*** Opening of RECORDS ***

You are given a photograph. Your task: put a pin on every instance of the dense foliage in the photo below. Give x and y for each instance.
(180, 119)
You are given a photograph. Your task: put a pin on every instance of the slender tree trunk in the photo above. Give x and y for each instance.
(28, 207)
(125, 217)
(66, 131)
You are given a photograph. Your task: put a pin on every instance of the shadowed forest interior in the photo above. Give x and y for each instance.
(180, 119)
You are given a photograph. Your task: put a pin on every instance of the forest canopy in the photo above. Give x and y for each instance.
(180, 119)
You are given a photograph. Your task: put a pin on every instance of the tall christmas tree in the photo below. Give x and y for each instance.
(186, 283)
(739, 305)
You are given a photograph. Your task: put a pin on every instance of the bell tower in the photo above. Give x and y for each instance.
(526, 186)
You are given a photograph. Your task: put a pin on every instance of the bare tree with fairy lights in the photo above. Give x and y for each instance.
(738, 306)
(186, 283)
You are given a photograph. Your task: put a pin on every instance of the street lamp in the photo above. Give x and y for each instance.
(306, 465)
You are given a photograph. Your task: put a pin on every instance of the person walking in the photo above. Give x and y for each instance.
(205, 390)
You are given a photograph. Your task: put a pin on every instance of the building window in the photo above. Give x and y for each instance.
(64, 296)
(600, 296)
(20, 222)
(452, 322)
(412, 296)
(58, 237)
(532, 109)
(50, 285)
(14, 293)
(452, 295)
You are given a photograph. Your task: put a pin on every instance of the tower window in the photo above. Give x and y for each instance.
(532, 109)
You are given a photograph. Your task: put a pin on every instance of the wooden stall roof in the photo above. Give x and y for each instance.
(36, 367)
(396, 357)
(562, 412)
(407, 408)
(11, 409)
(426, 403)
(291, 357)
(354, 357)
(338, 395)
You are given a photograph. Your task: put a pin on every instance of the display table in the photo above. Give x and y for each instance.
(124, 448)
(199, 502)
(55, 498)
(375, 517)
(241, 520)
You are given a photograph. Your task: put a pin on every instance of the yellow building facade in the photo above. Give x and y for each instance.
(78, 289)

*** Close of RECORDS ***

WHAT TO WORK ON »
Your answer should be the lines from the one containing "of the display" through the last line of the records, repeated exactly and with nothing added.

EXPECTED ANSWER »
You are given a photograph. Your task: put a pin on every instance of the display table in the photo above. Give x and y for each instance.
(124, 448)
(199, 502)
(55, 498)
(375, 517)
(241, 520)
You are given a photograph. Your task: put a pin on every instance of the yellow building facade in the photo above. Give x and y for each instance.
(78, 289)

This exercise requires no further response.